### STATED TASK 1
Please condense the paragraph of the pacta conventa text that begins "The document was drawn up" into a shorter version that keeps its main facts.
### STATED TASK 2
Reproduce the passage of the pacta conventa text from "The document was" up to and including "the Baltic Sea.", substituting "convocation parliament" for "convocation sejm".
### STATED TASK 3
Extend the pacta conventa text by writing what comes after its final sentence.

### TEXT BLOCK
◆ ◆ ◆ ◆ ◆

Pacta conventa (Latin for "articles of agreement") was a contractual agreement, from 1573 to 1764 entered into between the "Polish nation" (i.e., the szlachta (nobility) of the Polish–Lithuanian Commonwealth) and a newly elected king upon his "free election" (wolna elekcja) to the throne.

The document was drawn up by the convocation sejm. The pacta conventa affirmed the king-elect's pledge to respect the laws of the Commonwealth and specified his undertakings and promises in such realms as foreign policy, taxes, public debt, the military, and so on. They varied from king to king, depending on whatever particular pledges he might have made. An example of the various concrete undertakings found in a king-elect's pacta conventa is King Władysław IV Vasa's pledge to create a Polish–Lithuanian Commonwealth Navy for the Baltic Sea.

◆ ◆ ◆ ◆ ◆

### SUPPLIED ENTRIES
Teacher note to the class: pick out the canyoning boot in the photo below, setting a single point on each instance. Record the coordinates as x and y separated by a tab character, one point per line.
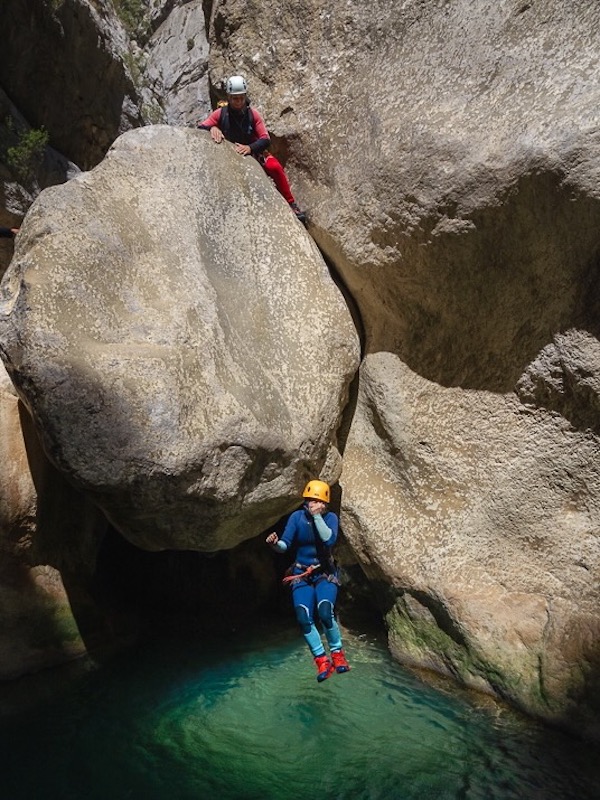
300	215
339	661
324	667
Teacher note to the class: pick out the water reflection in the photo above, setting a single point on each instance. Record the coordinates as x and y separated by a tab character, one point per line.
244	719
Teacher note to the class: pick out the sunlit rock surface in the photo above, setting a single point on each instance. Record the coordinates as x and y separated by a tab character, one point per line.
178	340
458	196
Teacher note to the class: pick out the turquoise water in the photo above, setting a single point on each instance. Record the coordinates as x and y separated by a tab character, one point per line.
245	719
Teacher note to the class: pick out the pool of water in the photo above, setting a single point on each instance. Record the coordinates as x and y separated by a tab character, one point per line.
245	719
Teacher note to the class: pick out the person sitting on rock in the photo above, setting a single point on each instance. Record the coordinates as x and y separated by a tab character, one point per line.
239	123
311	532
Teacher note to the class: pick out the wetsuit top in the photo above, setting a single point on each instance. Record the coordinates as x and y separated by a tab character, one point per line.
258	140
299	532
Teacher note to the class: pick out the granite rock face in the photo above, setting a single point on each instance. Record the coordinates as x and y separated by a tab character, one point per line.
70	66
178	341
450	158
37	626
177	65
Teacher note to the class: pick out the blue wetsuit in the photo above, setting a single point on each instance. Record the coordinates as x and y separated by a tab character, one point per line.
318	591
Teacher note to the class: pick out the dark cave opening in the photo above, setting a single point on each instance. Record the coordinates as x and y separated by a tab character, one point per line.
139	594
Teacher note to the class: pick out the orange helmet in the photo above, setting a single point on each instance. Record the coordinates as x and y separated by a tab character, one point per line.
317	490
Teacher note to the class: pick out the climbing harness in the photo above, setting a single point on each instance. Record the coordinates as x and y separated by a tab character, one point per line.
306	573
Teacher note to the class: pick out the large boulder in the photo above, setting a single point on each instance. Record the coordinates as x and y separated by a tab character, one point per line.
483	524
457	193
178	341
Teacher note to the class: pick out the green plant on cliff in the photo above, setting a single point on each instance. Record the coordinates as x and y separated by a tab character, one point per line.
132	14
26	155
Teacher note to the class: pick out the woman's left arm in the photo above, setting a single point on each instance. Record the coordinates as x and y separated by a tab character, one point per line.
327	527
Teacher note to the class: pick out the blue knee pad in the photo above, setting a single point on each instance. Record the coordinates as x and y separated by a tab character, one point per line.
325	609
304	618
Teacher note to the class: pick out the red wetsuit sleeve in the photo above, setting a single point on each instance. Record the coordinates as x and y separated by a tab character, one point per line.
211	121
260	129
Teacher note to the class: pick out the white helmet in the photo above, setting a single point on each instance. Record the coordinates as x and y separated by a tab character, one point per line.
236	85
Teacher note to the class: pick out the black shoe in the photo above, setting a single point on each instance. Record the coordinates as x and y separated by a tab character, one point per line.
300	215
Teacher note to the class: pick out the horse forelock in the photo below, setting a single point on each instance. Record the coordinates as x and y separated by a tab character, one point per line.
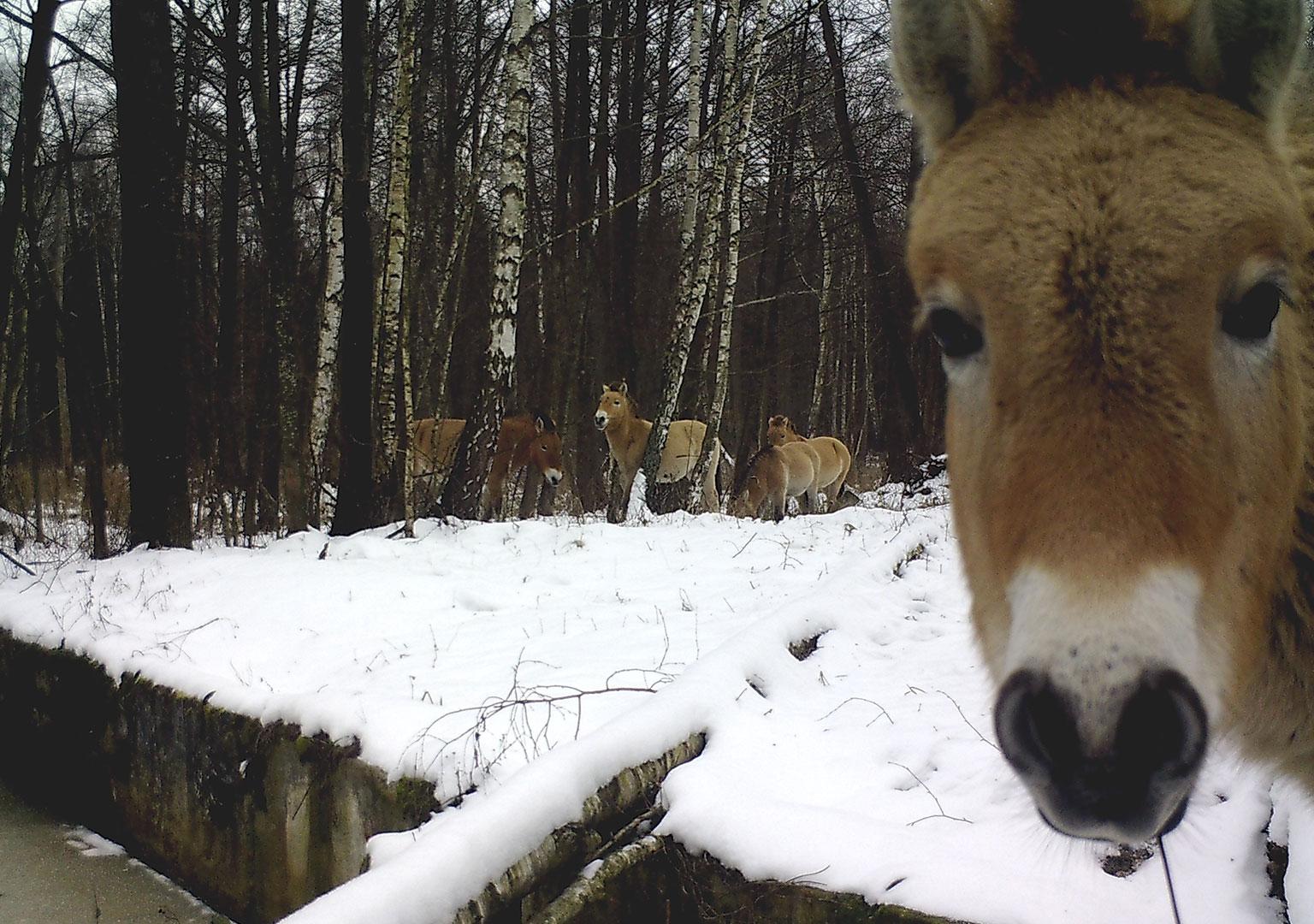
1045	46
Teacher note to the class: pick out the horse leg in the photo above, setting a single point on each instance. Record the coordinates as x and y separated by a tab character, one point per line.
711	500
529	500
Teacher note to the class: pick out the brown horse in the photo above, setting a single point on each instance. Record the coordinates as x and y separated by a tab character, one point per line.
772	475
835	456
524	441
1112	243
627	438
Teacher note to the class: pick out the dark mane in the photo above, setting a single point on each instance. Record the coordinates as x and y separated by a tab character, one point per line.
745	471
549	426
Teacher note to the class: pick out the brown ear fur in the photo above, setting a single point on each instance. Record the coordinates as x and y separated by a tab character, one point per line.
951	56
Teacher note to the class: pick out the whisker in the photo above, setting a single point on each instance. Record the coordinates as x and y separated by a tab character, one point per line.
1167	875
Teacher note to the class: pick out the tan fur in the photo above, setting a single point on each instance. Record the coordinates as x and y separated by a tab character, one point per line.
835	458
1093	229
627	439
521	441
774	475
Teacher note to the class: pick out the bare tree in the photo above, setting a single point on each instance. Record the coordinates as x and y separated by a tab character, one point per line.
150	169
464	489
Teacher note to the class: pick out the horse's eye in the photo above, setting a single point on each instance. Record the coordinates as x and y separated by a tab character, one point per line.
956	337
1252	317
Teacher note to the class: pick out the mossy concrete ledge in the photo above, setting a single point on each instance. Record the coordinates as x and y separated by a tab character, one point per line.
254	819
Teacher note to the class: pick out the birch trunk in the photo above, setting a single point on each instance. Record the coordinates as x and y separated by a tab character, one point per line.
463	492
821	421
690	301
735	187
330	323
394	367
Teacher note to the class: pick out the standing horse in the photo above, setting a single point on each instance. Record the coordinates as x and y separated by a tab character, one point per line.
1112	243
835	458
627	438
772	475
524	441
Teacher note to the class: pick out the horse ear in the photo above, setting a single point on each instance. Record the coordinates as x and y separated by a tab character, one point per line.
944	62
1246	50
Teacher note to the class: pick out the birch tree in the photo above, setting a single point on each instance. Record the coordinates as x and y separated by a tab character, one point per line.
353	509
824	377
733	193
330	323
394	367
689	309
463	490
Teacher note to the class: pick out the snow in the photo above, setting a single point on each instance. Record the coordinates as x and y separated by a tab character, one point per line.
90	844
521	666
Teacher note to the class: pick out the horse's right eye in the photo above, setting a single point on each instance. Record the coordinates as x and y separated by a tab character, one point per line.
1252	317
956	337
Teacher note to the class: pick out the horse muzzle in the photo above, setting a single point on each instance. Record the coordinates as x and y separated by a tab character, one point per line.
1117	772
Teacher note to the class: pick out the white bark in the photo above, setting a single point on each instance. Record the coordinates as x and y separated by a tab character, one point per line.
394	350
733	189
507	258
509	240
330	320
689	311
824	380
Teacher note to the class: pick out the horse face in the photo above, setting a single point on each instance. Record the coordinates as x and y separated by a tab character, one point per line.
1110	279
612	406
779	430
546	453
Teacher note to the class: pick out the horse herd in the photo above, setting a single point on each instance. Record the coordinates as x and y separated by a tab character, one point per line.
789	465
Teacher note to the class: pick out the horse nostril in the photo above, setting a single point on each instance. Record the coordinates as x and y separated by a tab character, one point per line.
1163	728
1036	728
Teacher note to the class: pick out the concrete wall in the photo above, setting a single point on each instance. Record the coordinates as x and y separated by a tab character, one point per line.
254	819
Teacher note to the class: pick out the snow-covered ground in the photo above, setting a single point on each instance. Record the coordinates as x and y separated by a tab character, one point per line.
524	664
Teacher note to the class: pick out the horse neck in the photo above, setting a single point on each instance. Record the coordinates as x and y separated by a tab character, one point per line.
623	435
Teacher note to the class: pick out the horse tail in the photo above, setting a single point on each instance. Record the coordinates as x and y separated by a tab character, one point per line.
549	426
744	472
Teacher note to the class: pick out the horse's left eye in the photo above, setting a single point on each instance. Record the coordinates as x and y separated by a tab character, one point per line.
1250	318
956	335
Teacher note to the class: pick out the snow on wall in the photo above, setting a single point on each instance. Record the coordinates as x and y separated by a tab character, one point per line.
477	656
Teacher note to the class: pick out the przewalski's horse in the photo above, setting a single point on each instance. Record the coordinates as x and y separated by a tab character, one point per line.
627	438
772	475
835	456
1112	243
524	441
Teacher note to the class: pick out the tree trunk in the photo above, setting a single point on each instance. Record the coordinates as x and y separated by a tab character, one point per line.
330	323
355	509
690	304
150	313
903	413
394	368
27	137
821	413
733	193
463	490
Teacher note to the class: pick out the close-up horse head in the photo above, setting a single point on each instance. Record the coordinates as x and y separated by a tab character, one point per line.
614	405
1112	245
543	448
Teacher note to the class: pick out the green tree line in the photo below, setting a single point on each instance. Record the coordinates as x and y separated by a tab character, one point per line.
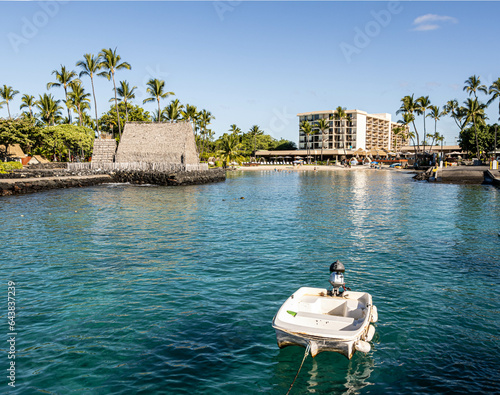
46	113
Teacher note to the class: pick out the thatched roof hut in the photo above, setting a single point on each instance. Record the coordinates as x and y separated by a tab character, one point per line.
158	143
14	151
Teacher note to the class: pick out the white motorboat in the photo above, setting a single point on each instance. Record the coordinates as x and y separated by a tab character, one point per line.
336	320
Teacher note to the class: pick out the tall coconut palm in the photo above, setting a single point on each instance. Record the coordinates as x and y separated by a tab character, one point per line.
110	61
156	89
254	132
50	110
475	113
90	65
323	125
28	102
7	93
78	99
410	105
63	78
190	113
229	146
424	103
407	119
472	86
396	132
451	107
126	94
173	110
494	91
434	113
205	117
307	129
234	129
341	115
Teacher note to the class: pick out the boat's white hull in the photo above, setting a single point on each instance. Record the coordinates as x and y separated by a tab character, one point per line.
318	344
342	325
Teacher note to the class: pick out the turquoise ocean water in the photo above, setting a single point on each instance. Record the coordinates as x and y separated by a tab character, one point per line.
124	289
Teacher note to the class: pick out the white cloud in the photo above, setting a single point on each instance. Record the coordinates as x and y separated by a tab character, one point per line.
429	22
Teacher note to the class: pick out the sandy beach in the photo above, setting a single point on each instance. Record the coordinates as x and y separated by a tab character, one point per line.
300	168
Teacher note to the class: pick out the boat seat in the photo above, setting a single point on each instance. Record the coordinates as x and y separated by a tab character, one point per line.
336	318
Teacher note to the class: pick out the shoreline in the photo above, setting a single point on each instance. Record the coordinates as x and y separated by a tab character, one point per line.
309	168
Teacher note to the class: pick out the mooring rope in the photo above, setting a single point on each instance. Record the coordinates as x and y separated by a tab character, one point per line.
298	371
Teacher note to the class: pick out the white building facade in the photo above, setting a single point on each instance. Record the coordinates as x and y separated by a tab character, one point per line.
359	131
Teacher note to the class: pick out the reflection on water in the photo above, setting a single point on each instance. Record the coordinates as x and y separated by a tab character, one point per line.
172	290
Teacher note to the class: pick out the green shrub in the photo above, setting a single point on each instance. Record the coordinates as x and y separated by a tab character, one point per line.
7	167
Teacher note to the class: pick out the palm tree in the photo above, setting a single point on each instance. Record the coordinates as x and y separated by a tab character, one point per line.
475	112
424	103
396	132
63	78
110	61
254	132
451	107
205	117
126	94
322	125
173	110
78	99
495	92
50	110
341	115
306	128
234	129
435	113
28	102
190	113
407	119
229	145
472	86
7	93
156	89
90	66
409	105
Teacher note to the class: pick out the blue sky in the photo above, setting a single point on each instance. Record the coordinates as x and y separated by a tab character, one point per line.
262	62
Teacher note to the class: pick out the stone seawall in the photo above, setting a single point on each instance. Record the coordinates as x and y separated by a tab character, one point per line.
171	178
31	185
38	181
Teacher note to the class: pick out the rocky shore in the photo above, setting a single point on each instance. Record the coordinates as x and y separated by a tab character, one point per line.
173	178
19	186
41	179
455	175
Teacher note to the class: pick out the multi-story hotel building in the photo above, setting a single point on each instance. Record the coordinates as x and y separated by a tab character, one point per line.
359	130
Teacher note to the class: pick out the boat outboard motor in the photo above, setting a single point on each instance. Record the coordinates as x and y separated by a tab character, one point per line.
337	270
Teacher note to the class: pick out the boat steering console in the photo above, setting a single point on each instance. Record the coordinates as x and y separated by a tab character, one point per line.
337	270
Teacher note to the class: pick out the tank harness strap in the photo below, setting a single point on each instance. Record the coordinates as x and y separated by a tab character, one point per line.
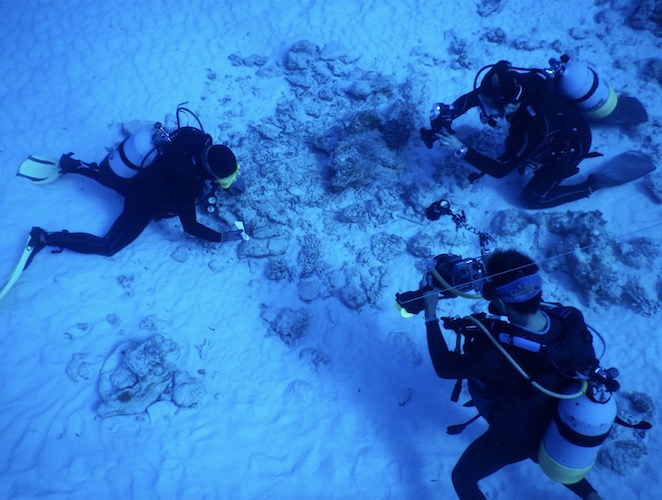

◆ ◆ ◆ ◆ ◆

### WRITTEN ANSWER 1
The convocation sejm drew up the document. In it, the king-elect pledged to respect the Commonwealth's laws and set out his commitments on foreign policy, taxes, public debt, the military and other matters. Its terms differed for each king according to his own pledges. Władysław IV Vasa, for example, promised to create a Polish–Lithuanian Commonwealth Navy for the Baltic Sea.

### WRITTEN ANSWER 2
The document was drawn up by the convocation parliament. The pacta conventa affirmed the king-elect's pledge to respect the laws of the Commonwealth and specified his undertakings and promises in such realms as foreign policy, taxes, public debt, the military, and so on. They varied from king to king, depending on whatever particular pledges he might have made. An example of the various concrete undertakings found in a king-elect's pacta conventa is King Władysław IV Vasa's pledge to create a Polish–Lithuanian Commonwealth Navy for the Baltic Sea.

### WRITTEN ANSWER 3
In addition to his own unique pacta conventa, each king-elect was required to sign the Henrician Articles, a set of privileges named after the first king who signed them, Henry of Poland. Unlike the pacta conventa, the Henrician Articles were constant and unchanging. The distinction between the two documents gradually faded away over successive elections. Together, those two documents spelled out most of the critical details of the Commonwealth political system.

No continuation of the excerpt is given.